Report each line of the material below where the word "railing" can be found.

------

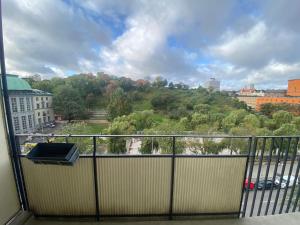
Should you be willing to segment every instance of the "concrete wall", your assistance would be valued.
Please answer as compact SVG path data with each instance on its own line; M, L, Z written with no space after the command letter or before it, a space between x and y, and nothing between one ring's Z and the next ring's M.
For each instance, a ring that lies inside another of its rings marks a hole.
M18 193L11 161L8 155L8 141L4 123L2 98L0 99L0 224L7 222L20 209Z

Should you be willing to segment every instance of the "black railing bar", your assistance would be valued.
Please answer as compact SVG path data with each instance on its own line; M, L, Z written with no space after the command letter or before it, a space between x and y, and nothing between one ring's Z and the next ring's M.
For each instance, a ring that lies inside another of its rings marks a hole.
M250 152L250 156L249 156L249 157L251 157L251 161L250 161L250 168L249 168L249 173L248 173L248 177L247 177L248 185L247 185L246 194L245 194L245 198L244 198L244 207L243 207L242 217L245 217L246 210L247 210L249 189L250 189L250 183L251 183L251 179L252 179L255 151L256 151L256 146L257 146L257 138L252 137L251 139L252 139L252 142L254 142L254 143L251 144L251 152Z
M298 205L299 198L300 198L300 187L298 186L298 193L296 195L296 199L295 199L295 202L294 202L292 212L296 212L296 208L297 208L297 205Z
M230 139L230 142L231 142L231 139ZM250 154L251 154L251 144L252 144L252 137L248 139L248 153L247 153L247 159L246 159L246 164L245 164L245 169L244 169L244 177L243 177L243 180L242 180L241 199L240 199L240 207L239 207L238 217L240 217L241 213L242 213L242 204L243 204L244 191L245 191L245 180L247 179L249 157L250 157Z
M267 205L266 205L265 215L268 214L270 203L271 203L271 198L272 198L273 189L274 189L274 182L275 182L275 179L276 179L276 176L277 176L278 164L279 164L279 161L280 161L280 155L281 155L281 151L282 151L282 147L283 147L284 138L280 138L280 140L281 141L280 141L280 146L279 146L279 149L278 149L278 152L277 152L277 155L276 155L275 167L274 167L273 177L272 177L272 184L271 184L271 189L270 189L270 192L269 192L269 197L268 197L268 201L267 201ZM275 140L275 143L276 143L276 140Z
M195 137L195 138L249 138L251 136L200 134L15 134L18 137Z
M21 152L20 151L19 138L16 138L16 146L17 146L17 152ZM20 157L18 157L18 162L19 162L19 165L20 165L20 174L21 174L22 181L23 181L23 190L24 190L24 195L25 195L25 199L26 199L26 201L23 204L25 206L24 208L29 209L28 195L27 195L27 188L26 188L23 164L22 164L22 160L21 160Z
M283 165L282 165L282 169L281 169L280 180L279 180L279 187L278 187L278 190L277 190L277 193L276 193L276 197L275 197L275 201L274 201L274 206L273 206L273 210L272 210L272 215L274 215L275 212L276 212L278 198L279 198L279 194L280 194L280 190L281 190L281 183L282 183L282 179L283 179L283 175L284 175L284 171L285 171L285 167L286 167L286 161L287 161L287 157L288 157L288 154L289 154L289 149L290 149L290 146L291 146L291 140L292 140L292 138L288 139L288 146L287 146L287 148L284 151L284 154L285 154L284 155L284 161L283 161Z
M266 183L267 183L267 180L268 180L268 177L269 177L270 164L271 164L271 159L272 159L272 154L273 154L273 148L274 148L274 138L272 138L272 143L271 143L269 158L268 158L268 164L267 164L266 174L265 174L265 179L264 179L264 185L263 185L263 189L262 189L262 193L261 193L261 197L260 197L259 207L258 207L258 210L257 210L257 215L258 216L260 216L261 207L262 207L264 197L265 197Z
M98 170L97 170L97 140L93 137L93 169L94 169L94 192L95 192L95 204L96 204L96 218L100 221L100 207L99 207L99 191L98 191Z
M27 154L19 154L18 157L26 157ZM92 154L80 154L80 158L93 158ZM172 154L96 154L96 158L171 158ZM175 158L246 158L248 155L175 155Z
M291 190L291 193L290 193L289 201L288 201L288 204L287 204L286 209L285 209L286 213L288 213L289 210L290 210L290 206L291 206L291 203L292 203L292 200L293 200L293 197L294 197L295 188L296 188L296 185L298 183L297 178L299 177L299 171L300 171L300 159L298 159L298 165L297 165L297 169L296 169L296 172L295 172L295 180L293 182L293 186L292 186L292 190Z
M254 194L253 194L253 199L252 199L252 206L251 206L251 210L250 210L250 217L253 215L253 210L254 210L254 206L255 206L255 200L256 200L256 195L257 195L257 185L260 179L260 173L261 173L261 167L262 167L262 161L263 161L263 157L264 157L264 153L265 153L265 147L266 147L266 138L263 139L263 147L262 150L260 152L260 158L259 158L259 164L258 164L258 170L257 170L257 175L256 175L256 182L255 182L255 186L254 186Z
M211 213L173 213L173 216L225 216L225 215L238 215L239 212L211 212ZM103 214L101 218L118 218L118 217L168 217L167 213L153 213L153 214ZM34 214L38 218L95 218L95 215L49 215L49 214Z
M250 135L201 135L201 134L15 134L19 137L198 137L198 138L250 138ZM300 135L255 136L257 138L297 138Z
M281 200L279 214L282 213L284 202L285 202L285 198L286 198L286 194L287 194L287 190L288 190L289 185L290 185L290 179L291 179L291 175L292 175L292 172L293 172L293 167L294 167L295 158L296 158L296 154L297 154L298 142L299 142L299 139L297 138L296 139L296 143L295 143L295 147L294 147L294 151L293 151L293 155L292 155L292 161L291 161L291 164L290 164L289 173L288 173L288 179L287 179L287 182L286 182L287 184L286 184L286 186L284 188L284 193L283 193L283 197L282 197L282 200Z
M172 137L172 164L171 164L171 185L170 185L169 220L173 219L174 179L175 179L175 155L176 155L176 138Z

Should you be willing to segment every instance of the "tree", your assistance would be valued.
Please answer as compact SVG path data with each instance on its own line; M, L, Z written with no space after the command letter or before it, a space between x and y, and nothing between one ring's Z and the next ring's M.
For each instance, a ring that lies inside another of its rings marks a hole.
M168 87L169 87L170 89L174 89L175 86L174 86L173 82L170 82Z
M278 112L276 112L272 115L272 118L274 119L275 124L277 125L277 128L279 128L283 124L288 124L288 123L292 122L293 115L289 112L279 110Z
M246 127L260 127L260 120L254 114L249 114L243 119L243 124Z
M154 109L169 110L176 101L176 97L170 93L157 94L151 100Z
M198 113L207 114L210 110L210 106L208 104L198 104L194 106L194 110Z
M152 154L154 151L158 151L158 149L159 144L155 138L143 138L139 152L142 154Z
M122 88L118 88L112 93L107 111L110 120L131 113L131 102Z
M234 110L223 119L222 125L228 131L238 126L247 114L247 111L244 109Z
M152 83L153 87L161 88L167 86L168 81L161 76L157 76Z
M299 131L297 130L297 127L295 124L282 124L280 128L274 131L274 135L297 135L299 134Z
M72 87L63 85L56 89L53 97L55 113L68 121L85 116L84 103L78 92Z

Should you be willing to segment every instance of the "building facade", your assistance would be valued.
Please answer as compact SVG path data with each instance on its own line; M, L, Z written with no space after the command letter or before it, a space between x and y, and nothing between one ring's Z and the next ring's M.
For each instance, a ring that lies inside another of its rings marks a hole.
M258 96L249 96L249 95L238 95L236 97L239 101L245 102L247 106L251 107L252 109L256 108L256 99L259 98Z
M287 104L300 104L300 98L292 98L292 97L281 97L281 98L275 98L275 97L262 97L262 98L257 98L256 99L256 110L260 110L261 105L263 104L282 104L282 103L287 103Z
M33 92L35 124L36 128L41 128L54 121L52 94L37 89L33 89Z
M16 134L33 133L41 126L54 121L50 93L32 89L27 81L17 75L8 74L7 83L10 111ZM37 98L43 100L37 101Z
M300 79L288 81L287 95L300 97Z
M282 91L281 91L282 94ZM279 96L281 95L279 94ZM274 95L271 95L274 96ZM278 95L277 95L278 96ZM284 97L261 97L256 99L256 110L261 109L261 105L271 103L271 104L300 104L300 79L289 80L288 90Z
M220 91L221 82L216 78L210 78L204 83L204 87L209 91Z

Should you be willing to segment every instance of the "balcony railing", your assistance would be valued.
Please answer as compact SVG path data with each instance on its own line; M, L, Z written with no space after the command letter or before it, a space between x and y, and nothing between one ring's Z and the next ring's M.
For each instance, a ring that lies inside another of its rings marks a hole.
M18 159L26 204L36 216L172 219L300 211L298 136L31 135L31 142L81 146L84 154L73 167L32 163L21 153L26 136L16 135ZM98 148L116 139L167 144L155 154L111 154Z

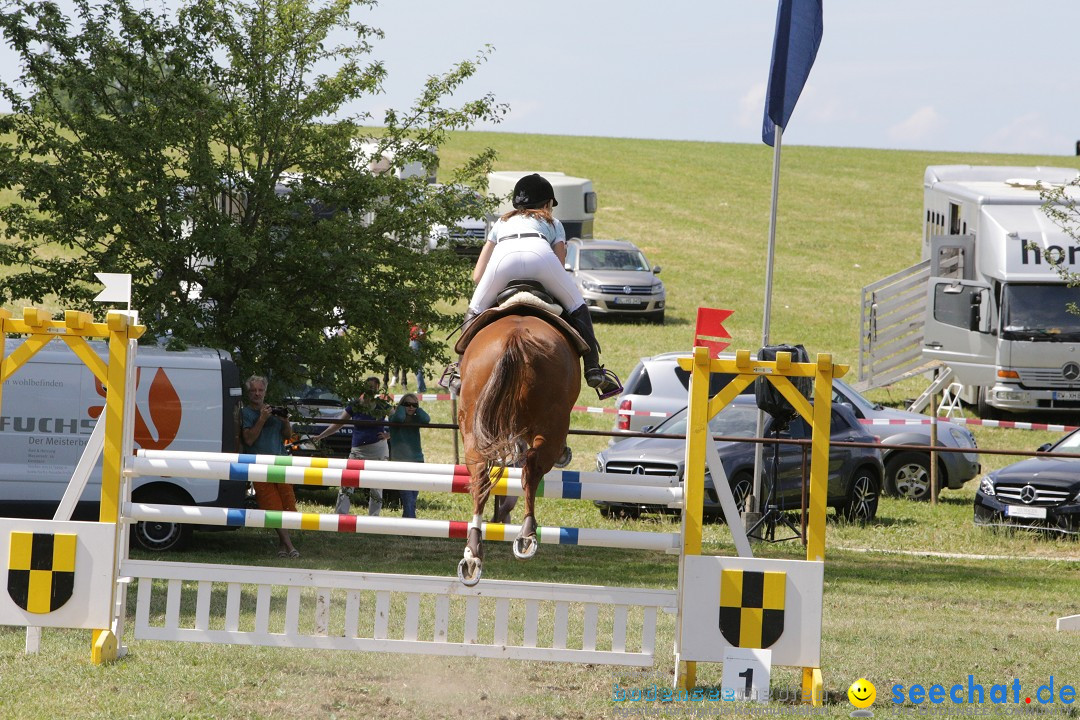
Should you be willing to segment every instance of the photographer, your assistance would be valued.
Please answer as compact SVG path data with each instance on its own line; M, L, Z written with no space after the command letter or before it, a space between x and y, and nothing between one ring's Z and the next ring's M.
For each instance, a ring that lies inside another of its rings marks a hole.
M338 417L339 420L362 420L369 423L386 420L393 407L392 400L379 392L379 378L369 377L364 381L364 392L356 400L345 406ZM315 436L315 440L322 440L327 435L338 431L344 423L335 423ZM390 430L385 425L356 425L352 433L352 450L349 457L354 460L389 460L390 446L387 439ZM337 504L334 511L338 515L345 515L352 507L353 488L342 488L338 493ZM368 488L368 515L378 515L382 512L383 493L379 488Z
M244 451L258 455L284 455L285 440L292 436L289 414L282 408L272 408L266 404L266 378L252 375L244 387L248 395L248 404L240 411ZM296 512L292 485L267 482L252 485L260 509ZM300 557L288 530L277 529L277 536L278 557Z

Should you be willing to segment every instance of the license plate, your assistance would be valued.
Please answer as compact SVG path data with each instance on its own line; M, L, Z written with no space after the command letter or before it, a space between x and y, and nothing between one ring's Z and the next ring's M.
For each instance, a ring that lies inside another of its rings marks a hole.
M641 301L632 297L617 297L615 298L616 305L640 305Z
M1032 518L1035 520L1046 519L1046 508L1028 507L1026 505L1006 505L1005 514L1009 517Z
M1061 390L1054 392L1055 400L1080 400L1080 390Z

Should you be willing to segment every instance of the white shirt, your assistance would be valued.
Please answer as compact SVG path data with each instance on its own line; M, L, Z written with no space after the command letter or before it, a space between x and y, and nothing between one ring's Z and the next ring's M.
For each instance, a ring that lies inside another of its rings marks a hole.
M539 233L547 240L548 245L555 247L557 243L566 242L566 230L563 224L555 220L555 225L544 220L538 220L527 215L515 215L507 220L498 220L491 226L487 240L490 243L498 243L500 239L508 235L524 235Z

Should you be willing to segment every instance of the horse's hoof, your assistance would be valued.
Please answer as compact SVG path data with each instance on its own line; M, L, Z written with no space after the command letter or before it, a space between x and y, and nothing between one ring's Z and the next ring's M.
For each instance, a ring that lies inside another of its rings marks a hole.
M536 536L514 538L514 557L528 560L536 554Z
M484 574L484 563L478 559L462 558L457 566L458 580L465 587L472 587L480 582L480 576Z

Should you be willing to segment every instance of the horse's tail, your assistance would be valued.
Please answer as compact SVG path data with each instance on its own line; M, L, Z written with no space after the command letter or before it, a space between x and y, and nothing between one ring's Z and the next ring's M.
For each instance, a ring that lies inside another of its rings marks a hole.
M526 333L514 331L484 384L473 408L473 449L484 459L484 477L497 466L520 466L531 449L524 399L529 357L542 358L543 346Z

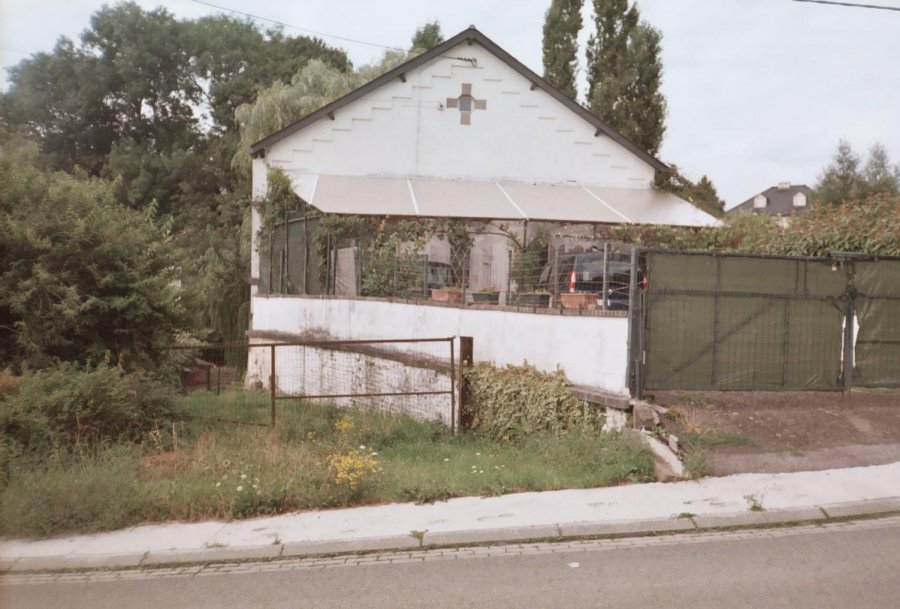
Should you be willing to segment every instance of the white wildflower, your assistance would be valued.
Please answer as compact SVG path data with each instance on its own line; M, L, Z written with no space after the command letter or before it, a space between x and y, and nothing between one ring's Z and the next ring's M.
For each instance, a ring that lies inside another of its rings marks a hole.
M242 491L242 490L244 490L244 487L243 487L243 486L239 486L239 487L237 487L237 492L239 492L239 493L240 493L240 492L241 492L241 491Z

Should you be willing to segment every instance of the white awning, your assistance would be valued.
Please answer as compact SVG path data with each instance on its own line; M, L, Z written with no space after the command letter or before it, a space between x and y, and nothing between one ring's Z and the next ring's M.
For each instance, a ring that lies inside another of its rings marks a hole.
M326 213L717 226L672 193L649 188L303 174L294 189Z

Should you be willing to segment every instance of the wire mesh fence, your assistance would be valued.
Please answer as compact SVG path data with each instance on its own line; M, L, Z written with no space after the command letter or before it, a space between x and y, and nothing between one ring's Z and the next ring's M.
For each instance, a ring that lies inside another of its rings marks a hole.
M256 347L211 343L173 346L169 351L181 370L177 389L186 415L227 423L271 424L269 395L247 375Z
M647 252L647 389L900 384L900 261Z
M275 425L285 409L317 401L455 427L457 342L471 345L454 338L255 340L171 349L183 370L179 389L190 416Z
M592 240L548 246L481 226L464 244L316 238L320 221L296 218L261 240L260 294L389 298L451 306L626 311L631 247Z

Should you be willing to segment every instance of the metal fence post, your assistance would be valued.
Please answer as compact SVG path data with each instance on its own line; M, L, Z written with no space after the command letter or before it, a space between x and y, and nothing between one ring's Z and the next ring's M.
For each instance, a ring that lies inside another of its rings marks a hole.
M303 217L303 293L309 294L309 219Z
M331 257L331 235L328 235L325 237L325 294L334 294L331 288L333 263L334 260Z
M603 303L602 310L609 308L607 299L609 298L609 242L603 242L603 297L600 299Z
M847 279L847 307L844 312L844 316L846 322L844 323L844 391L846 393L850 393L850 390L853 387L853 334L855 328L853 327L853 314L856 309L856 303L854 302L854 293L856 291L853 282L853 275L855 266L853 261L851 260L843 260L843 264L846 265L846 279Z
M458 386L456 378L456 353L455 338L450 339L450 431L456 433L456 387Z
M638 332L640 315L638 315L638 249L631 246L631 278L628 291L628 362L626 364L625 379L632 388L632 396L640 399L642 394L640 373L637 367L643 360L644 346L641 344Z
M457 421L457 429L469 429L471 421L468 416L464 416L465 407L469 399L469 385L466 379L466 370L472 367L473 362L473 341L471 336L459 337L459 383L457 389L459 398L456 400L459 416Z
M397 273L400 272L399 246L394 248L394 257L391 260L391 266L394 267L394 276L391 280L391 296L397 297Z
M362 240L356 240L356 295L362 296L362 270L363 270Z
M561 306L559 300L559 250L562 249L562 246L556 246L556 249L553 250L553 302L557 307Z
M511 304L509 298L509 289L512 287L512 265L513 265L513 253L512 250L506 250L506 305L509 306Z
M272 410L272 427L275 427L275 345L269 346L269 353L271 354L271 357L269 358L269 366L271 367L271 374L269 375L269 399Z

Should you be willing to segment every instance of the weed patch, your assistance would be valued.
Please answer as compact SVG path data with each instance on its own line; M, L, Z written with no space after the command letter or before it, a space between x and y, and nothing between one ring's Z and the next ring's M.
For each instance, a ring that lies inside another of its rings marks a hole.
M749 436L717 429L689 431L684 434L682 441L693 450L706 450L721 446L756 446L756 442Z
M266 407L254 394L221 397L220 406L235 413L241 403ZM186 408L200 399L177 402ZM139 442L16 456L0 497L2 533L43 536L653 479L650 455L615 433L498 442L405 416L300 402L284 408L278 423L181 420Z

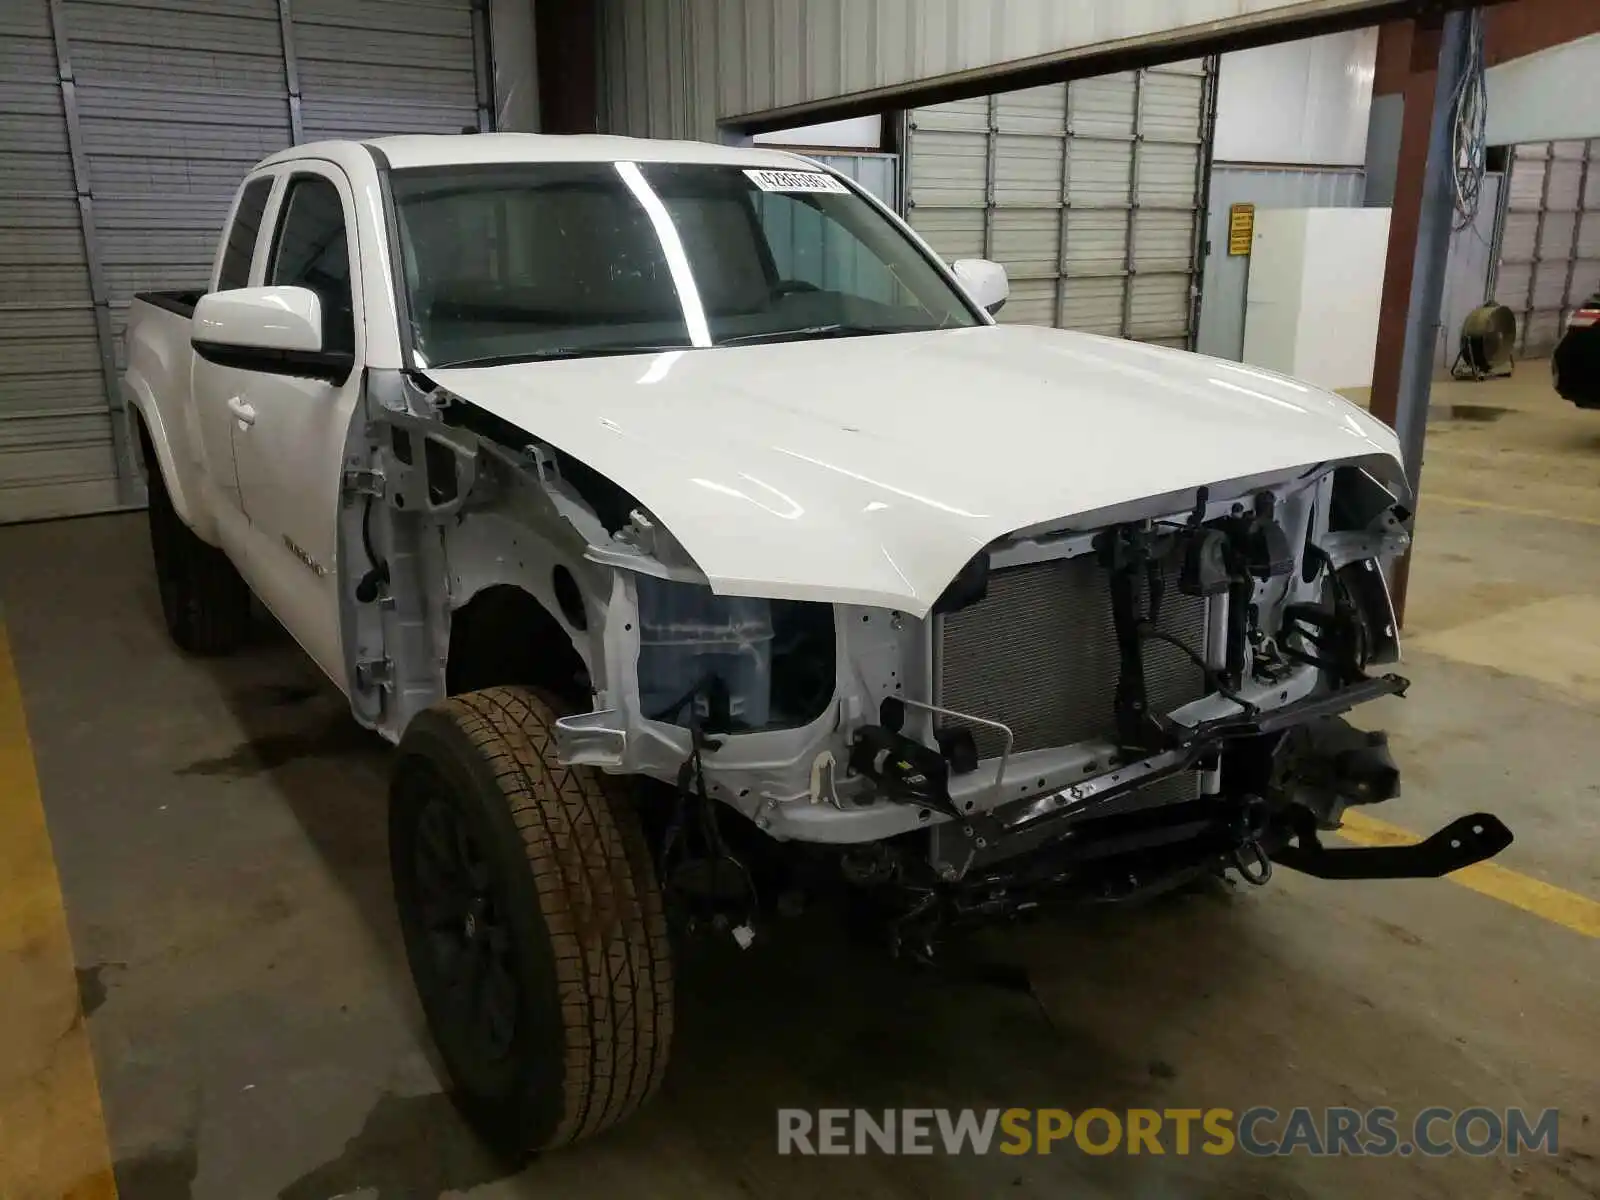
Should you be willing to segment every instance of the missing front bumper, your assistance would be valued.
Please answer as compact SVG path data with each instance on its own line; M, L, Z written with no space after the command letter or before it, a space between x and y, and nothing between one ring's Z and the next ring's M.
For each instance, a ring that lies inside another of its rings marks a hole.
M1498 854L1511 833L1487 814L1452 822L1417 846L1328 850L1317 840L1318 827L1336 827L1346 805L1398 793L1382 735L1352 730L1336 714L1405 687L1389 675L1271 712L1189 727L1161 754L936 826L929 831L929 864L945 884L969 877L1059 881L1088 862L1132 861L1181 844L1195 861L1236 862L1248 850L1321 878L1383 879L1443 875ZM1221 793L1141 812L1119 803L1218 761L1225 764Z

------

Reply:
Should you be willing to segment every instance of the "black railing bar", your assistance would be valued.
Should you be willing to segment every instance of the "balcony railing", your assistance would be valued.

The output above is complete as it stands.